▶ [Отрывок из документа]
__________________________________________________

Чарли спустился с эстрады, сказал мне спасибо за кларнет. И добавил: «Если бы ты имел деньги…». А я имел один доллар в кармане. Напротив был бар. Мы пересекли улицу, и я сказал бармену: одно пиво, потому что я думал, что пиво — это дешевле. Но Чарли Паркер сказал: нет-нет-нет, он сам знает, что мне нужно. Ему дали ликер и бурбон. Я достал доллар и сказал: это все, что у меня есть. Паркер процедил: этого достаточно. Он мог взять три порции на эти деньги. Перед тем как это стало четвертым, я, к сожалению, вынужден был сказать до свидания Чарли Паркеру…

* * *

Позже эта сцена станет известной — ее выстроит в своем фильме «Около полуночи» (1986) режиссер Бертран Тавернье. Правда, там фанат великого американского джазмена Дейла Тернера (Декстера Гордона) угощал своего кумира в парижском баре.

Занини сыграл в этом фильме мгновенную, но яркую роль.

Он сидел в зале и тихо наслаждался джазом.

* * *

Наслаждение джазом в Америке для Заннини продолжалось четыре года.

— В 1958-м нам пришлось вернуться во Францию, потому что моя жена была беременна. Нужно было выбирать — возвращаться или остаться насовсем. Жена хотела вернуться.

После возвращения Заннини отправился в турне вместе со знаменитым Анри Сальвадором (еще один комик-долгожитель, которого, впрочем, наш герой уже пережил).

— Я ему играл как тенор и на кларнете. Сальвадор искал музыкантов, которые заставляют людей смеяться, не прикладывая усилий. Он сказал: я стараюсь, корчу гримасы, а ты ничего не делаешь, а люди смеются. Это невероятно! Ты должен поехать со мной в Париж, мы будем вместе работать с Борисом Вианом. Он напишет слова, я напишу музыку. А тебе почти ничего не нужно будет делать. Только немножко играть на саксе и на кларнете.

Но Заннини совсем не хотел быть фриком. Он хотел всерьез играть большой джаз:

— Я сказал: я совсем не то, что Вы хотите из меня сделать!.. Хотя я до конца и не понимал, что они хотят со мной сделать… Они хотели сделать из меня комика? Но все, что меня интересовало — это играть музыку. И все-таки в начале 59-го года, после рождения сына, я решил, что пойду… Хоть и без энтузиазма…

Вот так ради денег и парижской прописки Заннини решил немножко отклониться от магистральной линии. Но сначала судьба не позволила:

— Умер Борис Виан… Через год мы встретились с Сальвадором. Он спросил: почему ты не приехал? Я ответил: «Борис умер». — «Да, но ты все-таки мог приехать, могли попробовать с кем-нибудь другим», — сказал мне Сальвадор.

Десять лет спустя Заннини все-таки упаковал вещи в Париж. Сначала просто играл в каком-то клубе. А через шесть месяцев записал Tu veux ou tu veux pas,на мотив бразильской песенки Nem Vem Que Não Tem.

* * *

— Успех был экстраординарный. Это длилось год. Моими афишами был заклеен Париж. С моим лицом, с названием песни и без имени (из которого он как раз выбросил одну «н» — Ю.С.)…

И до сих пор его помнят по этой песне.

__________________________________________________

(Сохранённые материалы из коллекции)
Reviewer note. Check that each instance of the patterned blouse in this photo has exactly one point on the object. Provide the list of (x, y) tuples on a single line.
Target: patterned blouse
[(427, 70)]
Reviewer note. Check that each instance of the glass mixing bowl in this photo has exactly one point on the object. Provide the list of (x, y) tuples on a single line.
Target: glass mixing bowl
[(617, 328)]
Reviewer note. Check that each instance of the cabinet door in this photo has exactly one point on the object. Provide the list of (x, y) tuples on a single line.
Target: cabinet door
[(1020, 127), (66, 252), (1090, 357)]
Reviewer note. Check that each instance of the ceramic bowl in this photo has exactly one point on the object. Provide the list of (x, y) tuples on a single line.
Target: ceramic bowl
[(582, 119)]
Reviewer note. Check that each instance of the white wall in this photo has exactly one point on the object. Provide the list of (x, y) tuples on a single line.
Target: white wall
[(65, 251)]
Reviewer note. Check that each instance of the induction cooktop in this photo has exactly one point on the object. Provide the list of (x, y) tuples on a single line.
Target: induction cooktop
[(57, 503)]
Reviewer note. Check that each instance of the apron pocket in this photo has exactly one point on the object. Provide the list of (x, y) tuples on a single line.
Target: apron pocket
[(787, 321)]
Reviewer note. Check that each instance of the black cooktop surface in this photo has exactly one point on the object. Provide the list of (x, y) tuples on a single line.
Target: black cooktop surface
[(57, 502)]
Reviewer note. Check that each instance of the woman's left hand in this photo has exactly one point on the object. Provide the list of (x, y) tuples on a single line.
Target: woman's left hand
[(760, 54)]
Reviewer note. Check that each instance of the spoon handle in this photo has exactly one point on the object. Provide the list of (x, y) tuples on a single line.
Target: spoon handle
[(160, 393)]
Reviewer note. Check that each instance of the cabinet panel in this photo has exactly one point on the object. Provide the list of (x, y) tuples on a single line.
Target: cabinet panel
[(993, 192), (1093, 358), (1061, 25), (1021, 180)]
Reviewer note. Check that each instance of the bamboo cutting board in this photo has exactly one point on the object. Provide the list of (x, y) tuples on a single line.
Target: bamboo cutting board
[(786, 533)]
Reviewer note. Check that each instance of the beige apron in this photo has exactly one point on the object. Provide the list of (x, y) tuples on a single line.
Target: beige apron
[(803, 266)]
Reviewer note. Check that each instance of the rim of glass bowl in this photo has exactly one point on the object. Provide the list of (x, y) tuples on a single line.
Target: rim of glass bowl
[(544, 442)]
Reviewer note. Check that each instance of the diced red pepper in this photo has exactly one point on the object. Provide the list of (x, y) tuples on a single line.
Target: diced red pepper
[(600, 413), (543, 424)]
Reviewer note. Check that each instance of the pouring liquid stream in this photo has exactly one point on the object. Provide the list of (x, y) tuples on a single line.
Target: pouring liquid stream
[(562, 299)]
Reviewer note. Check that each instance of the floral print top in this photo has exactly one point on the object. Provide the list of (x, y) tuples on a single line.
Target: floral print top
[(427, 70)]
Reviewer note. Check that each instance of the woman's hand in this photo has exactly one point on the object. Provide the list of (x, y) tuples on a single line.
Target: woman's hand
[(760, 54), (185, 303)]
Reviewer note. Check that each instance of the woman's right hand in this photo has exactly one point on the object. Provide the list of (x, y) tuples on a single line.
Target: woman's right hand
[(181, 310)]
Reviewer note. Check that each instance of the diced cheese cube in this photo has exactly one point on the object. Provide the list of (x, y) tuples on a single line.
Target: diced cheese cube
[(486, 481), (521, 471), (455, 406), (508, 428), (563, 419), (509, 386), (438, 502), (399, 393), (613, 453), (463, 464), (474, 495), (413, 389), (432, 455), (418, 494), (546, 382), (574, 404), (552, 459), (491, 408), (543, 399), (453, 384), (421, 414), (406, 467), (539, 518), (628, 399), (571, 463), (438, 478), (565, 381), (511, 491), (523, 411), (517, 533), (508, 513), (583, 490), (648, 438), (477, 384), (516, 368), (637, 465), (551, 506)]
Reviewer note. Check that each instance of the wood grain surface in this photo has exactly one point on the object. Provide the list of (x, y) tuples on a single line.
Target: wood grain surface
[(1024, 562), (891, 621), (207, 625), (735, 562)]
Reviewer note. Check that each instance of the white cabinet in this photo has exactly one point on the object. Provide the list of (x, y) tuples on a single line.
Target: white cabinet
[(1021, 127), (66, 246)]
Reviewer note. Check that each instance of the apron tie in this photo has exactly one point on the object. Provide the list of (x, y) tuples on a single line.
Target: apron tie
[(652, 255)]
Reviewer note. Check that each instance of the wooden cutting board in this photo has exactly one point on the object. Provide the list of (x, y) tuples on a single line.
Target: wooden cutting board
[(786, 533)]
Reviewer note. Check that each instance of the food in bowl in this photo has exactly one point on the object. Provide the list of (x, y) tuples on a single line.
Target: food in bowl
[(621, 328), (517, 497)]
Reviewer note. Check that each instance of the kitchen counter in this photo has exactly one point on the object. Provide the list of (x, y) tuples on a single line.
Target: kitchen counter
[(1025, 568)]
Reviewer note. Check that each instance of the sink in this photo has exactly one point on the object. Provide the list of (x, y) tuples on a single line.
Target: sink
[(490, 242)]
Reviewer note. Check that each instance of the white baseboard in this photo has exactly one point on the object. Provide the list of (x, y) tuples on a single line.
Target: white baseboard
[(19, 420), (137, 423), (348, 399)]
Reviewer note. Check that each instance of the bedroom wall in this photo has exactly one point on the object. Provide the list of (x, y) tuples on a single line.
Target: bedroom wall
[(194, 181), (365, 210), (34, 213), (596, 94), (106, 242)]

__________________________________________________

▶ [Условие задания]
Сколько лет, согласно отрывку о Заннини, продолжалось для него наслаждение джазом в Америке? Отвечайте, опираясь только на отрывок.

▶ [Результат задания]
Четыре года.